Written request: Return all of the entries exactly, with nothing added or left out.

[Excerpts from point annotation data]
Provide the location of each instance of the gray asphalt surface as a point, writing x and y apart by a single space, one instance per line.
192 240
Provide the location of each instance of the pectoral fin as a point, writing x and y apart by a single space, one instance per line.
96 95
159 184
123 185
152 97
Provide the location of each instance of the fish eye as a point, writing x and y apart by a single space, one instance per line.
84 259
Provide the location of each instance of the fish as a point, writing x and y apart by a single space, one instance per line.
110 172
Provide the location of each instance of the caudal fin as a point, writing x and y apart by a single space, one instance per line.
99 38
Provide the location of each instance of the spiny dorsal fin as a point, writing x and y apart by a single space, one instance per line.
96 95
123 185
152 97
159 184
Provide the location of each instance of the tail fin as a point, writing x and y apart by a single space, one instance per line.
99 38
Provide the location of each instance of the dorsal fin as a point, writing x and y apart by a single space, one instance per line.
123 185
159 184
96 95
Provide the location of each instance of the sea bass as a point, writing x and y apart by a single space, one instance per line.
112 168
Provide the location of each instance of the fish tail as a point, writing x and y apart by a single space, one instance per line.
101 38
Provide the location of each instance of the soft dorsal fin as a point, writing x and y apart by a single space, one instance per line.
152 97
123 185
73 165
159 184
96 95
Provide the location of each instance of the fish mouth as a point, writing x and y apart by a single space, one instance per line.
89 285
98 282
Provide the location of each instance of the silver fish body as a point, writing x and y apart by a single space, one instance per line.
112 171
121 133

Response to this task:
Provide the location of each instance of the gray asphalt surface as a point, writing x and y apart by a single space, one instance per line.
192 240
Provide the location of each instance of the pectoral fin as a point, writing x and y apart by a single space, one instance per line.
96 95
159 184
123 185
152 97
Provide the location of each instance of the fish eye as a point, writing x and y apart by a single space, one instance per line.
84 259
Provide the location of each instance of the fish as a point, writing x and y apart by a single space, one instance per line.
110 172
Provide the location of each instance of the caudal fin as a point, writing x and y apart by a single space, one instance per line.
99 38
Provide the location of each instance of the spiny dorsal fin as a point, writing x and y apart by a single space, one instance per line.
96 95
123 185
152 97
159 184
Provide the location of each instance of the tail fin as a point, writing x and y apart by a single space, one instance per line.
99 38
Provide the location of each instance of the dorsal fin as a point, writing x and y apart by a single space, one instance per line.
123 185
159 184
96 95
Provide the location of each instance of the sea bass as a point, writing x and y apart by a single space, one instance per line.
112 168
Provide the location of each instance of the fish tail as a point, writing x and y apart by a single space, one instance per line.
101 38
Provide the location of each instance of the soft dorsal fin as a point, writing x and y apart by a single space, one instance per line.
152 97
123 185
73 165
159 184
96 95
Provide the location of each instance of the fish mouth as a point, writing x and y apart by a single space, one instance per line.
89 285
98 282
Provide the location of each instance of the silver fish body as a point, writing x and y apart by a single space, one instance per line.
112 171
121 133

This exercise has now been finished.